---------- Selected extract
Thank you for this opportunity to speak with you, and share some thoughts from God’s Word.
Just after my 7th birthday in December 2011, I was diagnosed with a brain cancer called medulloblastoma. I’ve been treated in Memphis twice, and in Houston, and I am now being treated in Augusta, Georgia. Since I was diagnosed, I’ve had six brain surgeries, I’ve taken chemo for 35 months in five years, and had high-dose radiation to my brain and spine for a total of 11 weeks. I’ve been a part of testing new drugs, too.
When I got cancer, and even now, I don’t understand anything about why I got it, or what the doctors are doing to fight it. The doctors and my parents use words like palliative, Temozolomide, leptomeningeal, neutropenia, but I don’t really know what any of it means.
When I was in Memphis, and in Houston, the treatment was really hard. It made me very sick, every day, very sick. My mom or dad would give me the medicine, or help the nurse give me medicine and tell me that it would help me get better. That seemed so crazy, because all I knew was that it made me feel really bad. But, I trust my parents, and do what they ask because I know they love me, and wouldn’t ask me to do anything that wasn’t going to help me. I trust them, so I obey them.
The Bible gives us important examples of people who held the trust of others. The book of Ruth is about one such person. She is sometimes called the female Job of the Bible. Her name is Naomi. She is a widow living in another country with her widowed daughter-in-law, Ruth.
Because of the deaths of their husbands, the two women are poor and are the lowest of all citizens. Ruth made a radical decision and gave up everything to follow Naomi back to Naomi’s country. Since they were poor, Ruth went to work in the fields of a rich man named Boaz. Ruth told Naomi how nice Boaz was to her. So, Naomi had an idea. For a woman like Ruth in that culture, during that time, to be married would lift her out of poverty. Naomi loved Ruth, and wanted her to be in a better place than in their world of hardship.
Naomi told Ruth how to show Boaz that she would make a good wife. Ruth said in verse 5 of chapter 3, “All that you say, I will do.” Ruth trusted Naomi because of all that they had been through together. She knew Naomi loved her, and wanted the best of her, so she was willing to obey her. Neither Ruth, nor Naomi knew God’s plan for the generations that would be born of Ruth and Boaz.
--------------------
---------- Records
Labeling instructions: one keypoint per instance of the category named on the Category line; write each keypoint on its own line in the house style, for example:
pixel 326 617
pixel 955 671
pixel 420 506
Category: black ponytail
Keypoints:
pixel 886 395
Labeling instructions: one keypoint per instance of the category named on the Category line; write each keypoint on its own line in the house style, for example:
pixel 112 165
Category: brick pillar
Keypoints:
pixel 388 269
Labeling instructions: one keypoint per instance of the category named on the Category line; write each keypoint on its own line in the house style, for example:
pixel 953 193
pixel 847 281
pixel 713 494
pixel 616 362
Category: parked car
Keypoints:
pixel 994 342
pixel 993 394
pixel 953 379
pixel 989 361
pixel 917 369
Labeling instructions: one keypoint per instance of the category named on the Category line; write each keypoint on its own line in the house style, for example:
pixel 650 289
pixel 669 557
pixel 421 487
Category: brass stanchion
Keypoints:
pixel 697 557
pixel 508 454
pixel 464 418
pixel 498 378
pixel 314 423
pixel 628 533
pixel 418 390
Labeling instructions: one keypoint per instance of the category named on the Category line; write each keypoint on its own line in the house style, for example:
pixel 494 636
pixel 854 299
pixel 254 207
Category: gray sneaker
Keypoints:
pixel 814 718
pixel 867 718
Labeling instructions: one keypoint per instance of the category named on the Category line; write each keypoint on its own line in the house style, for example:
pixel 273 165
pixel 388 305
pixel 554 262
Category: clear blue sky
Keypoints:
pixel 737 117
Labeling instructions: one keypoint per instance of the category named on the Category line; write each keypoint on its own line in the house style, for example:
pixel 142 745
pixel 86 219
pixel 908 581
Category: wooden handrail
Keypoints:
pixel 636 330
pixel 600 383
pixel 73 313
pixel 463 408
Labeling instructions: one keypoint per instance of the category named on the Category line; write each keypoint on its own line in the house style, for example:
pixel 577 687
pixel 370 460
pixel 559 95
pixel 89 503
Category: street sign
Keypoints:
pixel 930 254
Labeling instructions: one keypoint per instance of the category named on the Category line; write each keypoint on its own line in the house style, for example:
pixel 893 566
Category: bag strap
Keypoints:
--------------------
- **Problems to work on**:
(a) Starting with "Thank you for" and going on through "of it means.", write out that part of the talk again and switch "chemo" to "chemotherapy".
(b) According to the talk, how many brain surgeries has the speaker had since being diagnosed?
The listing comes from a different source than the talk.

- **Answers by task**:
(a)
Thank you for this opportunity to speak with you, and share some thoughts from God’s Word.
Just after my 7th birthday in December 2011, I was diagnosed with a brain cancer called medulloblastoma. I’ve been treated in Memphis twice, and in Houston, and I am now being treated in Augusta, Georgia. Since I was diagnosed, I’ve had six brain surgeries, I’ve taken chemotherapy for 35 months in five years, and had high-dose radiation to my brain and spine for a total of 11 weeks. I’ve been a part of testing new drugs, too.
When I got cancer, and even now, I don’t understand anything about why I got it, or what the doctors are doing to fight it. The doctors and my parents use words like palliative, Temozolomide, leptomeningeal, neutropenia, but I don’t really know what any of it means.

(b) Six.